WHAT TO WORK ON ::
Give back the material word for word, every line included.

RECORDED INFORMATION ::
══════════

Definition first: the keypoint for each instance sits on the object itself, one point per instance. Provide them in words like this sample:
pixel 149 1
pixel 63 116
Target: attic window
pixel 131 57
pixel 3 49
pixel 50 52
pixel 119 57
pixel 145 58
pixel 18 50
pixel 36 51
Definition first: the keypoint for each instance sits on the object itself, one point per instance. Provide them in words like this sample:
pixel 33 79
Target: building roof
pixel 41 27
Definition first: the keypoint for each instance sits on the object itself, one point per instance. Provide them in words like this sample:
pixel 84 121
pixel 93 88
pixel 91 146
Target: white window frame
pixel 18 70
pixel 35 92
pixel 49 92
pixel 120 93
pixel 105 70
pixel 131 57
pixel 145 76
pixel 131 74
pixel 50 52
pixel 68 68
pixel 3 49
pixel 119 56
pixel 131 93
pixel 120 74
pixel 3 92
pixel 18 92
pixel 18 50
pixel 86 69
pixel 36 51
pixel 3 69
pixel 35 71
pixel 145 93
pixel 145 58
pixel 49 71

══════════

SOLVED PROBLEM ::
Definition first: the keypoint for each instance sits on the object itself, one point per instance. Provide them in words like this sample:
pixel 149 1
pixel 63 116
Target: attic window
pixel 131 57
pixel 3 49
pixel 50 52
pixel 119 57
pixel 145 58
pixel 18 50
pixel 36 51
Definition first: the keypoint for each instance sits on the object itself, one point per instance. Provide them in words like this sample:
pixel 33 79
Target: building roof
pixel 41 27
Definition first: the keypoint for each instance sits on the object itself, one point per instance. Provide them in words like this sample:
pixel 84 121
pixel 93 88
pixel 91 146
Target: white window frame
pixel 18 70
pixel 35 92
pixel 49 92
pixel 120 93
pixel 105 70
pixel 131 57
pixel 145 76
pixel 131 74
pixel 50 52
pixel 68 68
pixel 3 49
pixel 119 56
pixel 131 93
pixel 120 74
pixel 3 92
pixel 18 92
pixel 18 50
pixel 86 69
pixel 36 51
pixel 3 69
pixel 35 71
pixel 145 93
pixel 145 58
pixel 49 71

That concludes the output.